-- Start Data --
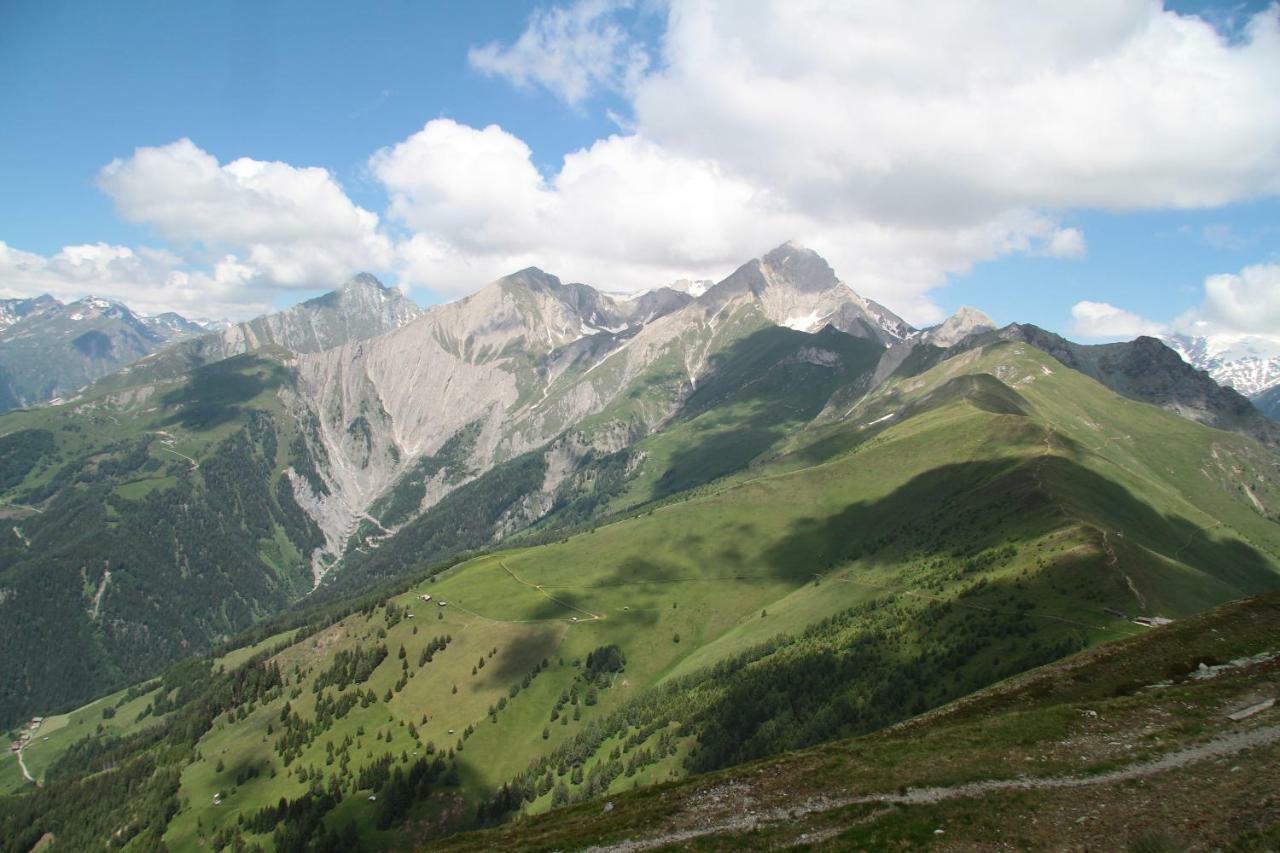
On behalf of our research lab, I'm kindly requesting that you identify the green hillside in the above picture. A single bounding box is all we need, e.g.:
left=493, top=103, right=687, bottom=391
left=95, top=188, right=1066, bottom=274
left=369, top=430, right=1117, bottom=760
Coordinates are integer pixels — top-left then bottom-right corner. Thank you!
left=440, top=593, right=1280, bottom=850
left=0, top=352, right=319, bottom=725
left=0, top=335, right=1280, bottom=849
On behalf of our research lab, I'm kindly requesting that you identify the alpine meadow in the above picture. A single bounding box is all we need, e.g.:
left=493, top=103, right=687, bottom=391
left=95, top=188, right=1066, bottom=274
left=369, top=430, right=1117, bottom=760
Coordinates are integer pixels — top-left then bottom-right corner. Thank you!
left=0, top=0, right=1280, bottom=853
-- End Data --
-- Start Data --
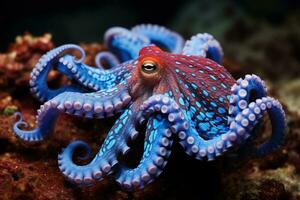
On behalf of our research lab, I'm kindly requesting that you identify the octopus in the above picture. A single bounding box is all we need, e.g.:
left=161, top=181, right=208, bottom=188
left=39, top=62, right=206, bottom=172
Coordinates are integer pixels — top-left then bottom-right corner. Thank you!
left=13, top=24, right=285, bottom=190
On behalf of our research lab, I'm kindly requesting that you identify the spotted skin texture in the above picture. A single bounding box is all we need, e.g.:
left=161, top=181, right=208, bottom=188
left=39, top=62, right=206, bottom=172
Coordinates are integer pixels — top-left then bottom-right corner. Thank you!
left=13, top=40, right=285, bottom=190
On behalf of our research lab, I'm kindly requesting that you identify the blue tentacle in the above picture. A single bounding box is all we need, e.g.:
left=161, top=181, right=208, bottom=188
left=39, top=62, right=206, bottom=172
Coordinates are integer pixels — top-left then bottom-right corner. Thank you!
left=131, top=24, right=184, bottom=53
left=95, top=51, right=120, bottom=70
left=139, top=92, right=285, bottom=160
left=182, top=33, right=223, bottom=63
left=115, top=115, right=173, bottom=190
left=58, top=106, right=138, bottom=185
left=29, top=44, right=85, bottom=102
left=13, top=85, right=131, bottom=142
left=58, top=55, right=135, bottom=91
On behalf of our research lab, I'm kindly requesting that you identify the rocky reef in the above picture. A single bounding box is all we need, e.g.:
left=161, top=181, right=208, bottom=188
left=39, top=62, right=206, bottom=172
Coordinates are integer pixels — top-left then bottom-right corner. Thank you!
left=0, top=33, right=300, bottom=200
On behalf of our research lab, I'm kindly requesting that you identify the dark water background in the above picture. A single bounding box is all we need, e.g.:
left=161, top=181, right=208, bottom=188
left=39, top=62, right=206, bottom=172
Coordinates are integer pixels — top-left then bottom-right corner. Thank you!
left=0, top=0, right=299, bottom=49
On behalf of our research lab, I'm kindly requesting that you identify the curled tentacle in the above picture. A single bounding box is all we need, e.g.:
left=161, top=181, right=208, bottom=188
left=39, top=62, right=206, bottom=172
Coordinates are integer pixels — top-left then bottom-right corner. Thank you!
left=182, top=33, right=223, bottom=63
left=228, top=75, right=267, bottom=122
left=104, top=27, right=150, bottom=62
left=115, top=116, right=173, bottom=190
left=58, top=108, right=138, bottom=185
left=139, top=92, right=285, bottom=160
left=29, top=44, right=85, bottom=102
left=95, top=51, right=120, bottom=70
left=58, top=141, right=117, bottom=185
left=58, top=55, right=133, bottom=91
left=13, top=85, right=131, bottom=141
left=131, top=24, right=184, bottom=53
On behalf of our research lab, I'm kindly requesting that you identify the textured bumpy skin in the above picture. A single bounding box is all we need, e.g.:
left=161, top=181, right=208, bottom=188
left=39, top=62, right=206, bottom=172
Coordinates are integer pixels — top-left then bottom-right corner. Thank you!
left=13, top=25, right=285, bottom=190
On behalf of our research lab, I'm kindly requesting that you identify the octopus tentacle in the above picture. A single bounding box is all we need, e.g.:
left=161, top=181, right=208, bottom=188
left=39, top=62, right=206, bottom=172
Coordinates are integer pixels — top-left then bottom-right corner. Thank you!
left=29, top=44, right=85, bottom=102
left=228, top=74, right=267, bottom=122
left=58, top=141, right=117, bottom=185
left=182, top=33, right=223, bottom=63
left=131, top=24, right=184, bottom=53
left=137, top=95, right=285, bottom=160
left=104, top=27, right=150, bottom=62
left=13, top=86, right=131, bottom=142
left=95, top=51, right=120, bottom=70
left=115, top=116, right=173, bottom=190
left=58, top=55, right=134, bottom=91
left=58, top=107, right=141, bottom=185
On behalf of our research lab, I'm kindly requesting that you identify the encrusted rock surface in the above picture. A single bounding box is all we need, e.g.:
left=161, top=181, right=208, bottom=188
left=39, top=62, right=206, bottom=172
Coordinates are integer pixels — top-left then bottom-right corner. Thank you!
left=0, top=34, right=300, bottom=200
-- End Data --
-- Start Data --
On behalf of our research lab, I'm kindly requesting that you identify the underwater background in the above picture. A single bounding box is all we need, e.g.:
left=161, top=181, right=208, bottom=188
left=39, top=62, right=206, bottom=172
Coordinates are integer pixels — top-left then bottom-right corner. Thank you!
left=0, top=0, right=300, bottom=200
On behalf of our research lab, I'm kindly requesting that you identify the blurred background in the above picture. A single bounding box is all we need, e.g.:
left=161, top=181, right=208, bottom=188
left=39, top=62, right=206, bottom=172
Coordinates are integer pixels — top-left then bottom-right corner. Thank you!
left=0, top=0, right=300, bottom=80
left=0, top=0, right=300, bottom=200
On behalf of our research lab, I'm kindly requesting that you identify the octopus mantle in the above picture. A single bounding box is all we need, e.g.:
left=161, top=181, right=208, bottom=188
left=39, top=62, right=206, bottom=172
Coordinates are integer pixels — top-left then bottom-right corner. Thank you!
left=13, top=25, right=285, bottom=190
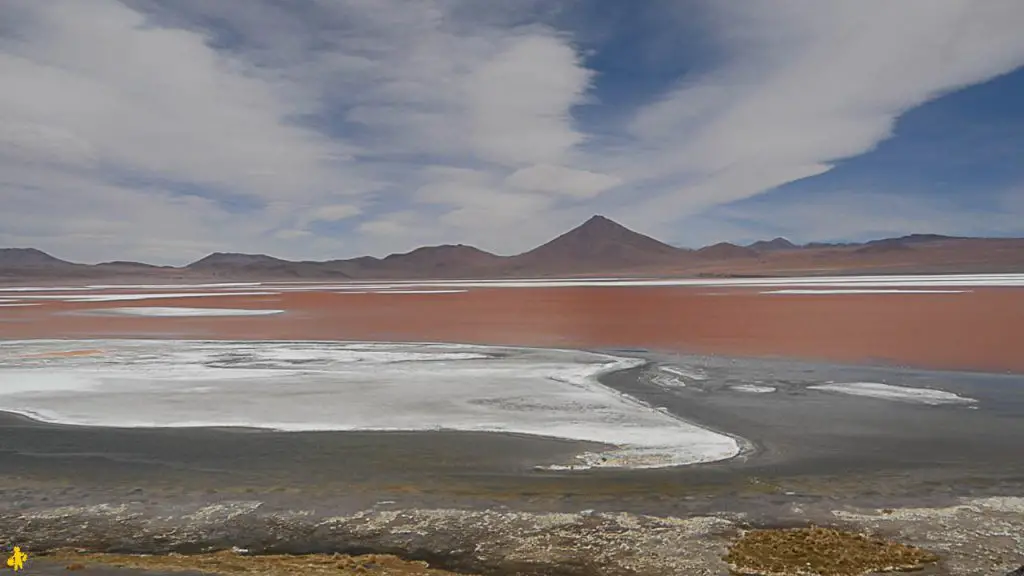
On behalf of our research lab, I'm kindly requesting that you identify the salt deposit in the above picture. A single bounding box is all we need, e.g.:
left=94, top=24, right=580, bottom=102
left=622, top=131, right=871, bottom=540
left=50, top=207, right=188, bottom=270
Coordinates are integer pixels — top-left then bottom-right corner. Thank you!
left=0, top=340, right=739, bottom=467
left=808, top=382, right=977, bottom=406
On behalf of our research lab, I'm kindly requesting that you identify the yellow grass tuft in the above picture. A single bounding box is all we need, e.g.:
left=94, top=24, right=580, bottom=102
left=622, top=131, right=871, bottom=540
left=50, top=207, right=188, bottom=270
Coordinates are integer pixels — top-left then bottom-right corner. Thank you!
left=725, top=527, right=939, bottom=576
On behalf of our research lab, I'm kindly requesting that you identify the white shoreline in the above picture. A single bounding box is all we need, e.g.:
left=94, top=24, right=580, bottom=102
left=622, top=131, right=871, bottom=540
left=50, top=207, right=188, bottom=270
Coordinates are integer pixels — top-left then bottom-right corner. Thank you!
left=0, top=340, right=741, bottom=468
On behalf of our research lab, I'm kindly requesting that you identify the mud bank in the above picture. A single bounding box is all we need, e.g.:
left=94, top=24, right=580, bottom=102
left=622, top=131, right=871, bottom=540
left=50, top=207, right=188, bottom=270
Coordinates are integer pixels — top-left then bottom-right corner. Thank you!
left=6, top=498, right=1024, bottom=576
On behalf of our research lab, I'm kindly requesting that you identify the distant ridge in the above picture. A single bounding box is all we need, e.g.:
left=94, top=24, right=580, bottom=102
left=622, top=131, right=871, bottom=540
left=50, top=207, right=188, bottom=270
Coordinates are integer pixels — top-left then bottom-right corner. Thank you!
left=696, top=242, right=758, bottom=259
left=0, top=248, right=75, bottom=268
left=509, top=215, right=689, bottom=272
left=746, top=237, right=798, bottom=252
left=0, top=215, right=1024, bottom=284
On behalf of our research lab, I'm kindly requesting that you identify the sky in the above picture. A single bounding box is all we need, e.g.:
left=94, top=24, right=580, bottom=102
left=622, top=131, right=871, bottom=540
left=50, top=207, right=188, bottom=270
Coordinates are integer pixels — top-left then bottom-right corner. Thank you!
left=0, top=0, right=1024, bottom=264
-- End Data --
Goal: Reproduce word for word every line from the one containing "identify the yellow" down to the one containing "left=0, top=340, right=741, bottom=468", including both of those lines.

Reply to the exercise:
On behalf of our research lab, I'm kindly requesting that you identify the yellow grass tuft in the above picture. A single bounding box is all we need, e.g.:
left=94, top=24, right=580, bottom=102
left=622, top=131, right=871, bottom=540
left=50, top=207, right=188, bottom=270
Coordinates are integer pixels — top-left then bottom-right corner. Thank you!
left=725, top=527, right=939, bottom=576
On behalf of our research lab, I'm kindly requesting that you identify the white shoreline in the above picture. A single bounding box is all we need, e.g.:
left=94, top=24, right=580, bottom=102
left=622, top=131, right=871, bottom=540
left=50, top=207, right=188, bottom=270
Coordinates are integer pixels — top-left then bottom-right corner. Thank you!
left=0, top=340, right=741, bottom=468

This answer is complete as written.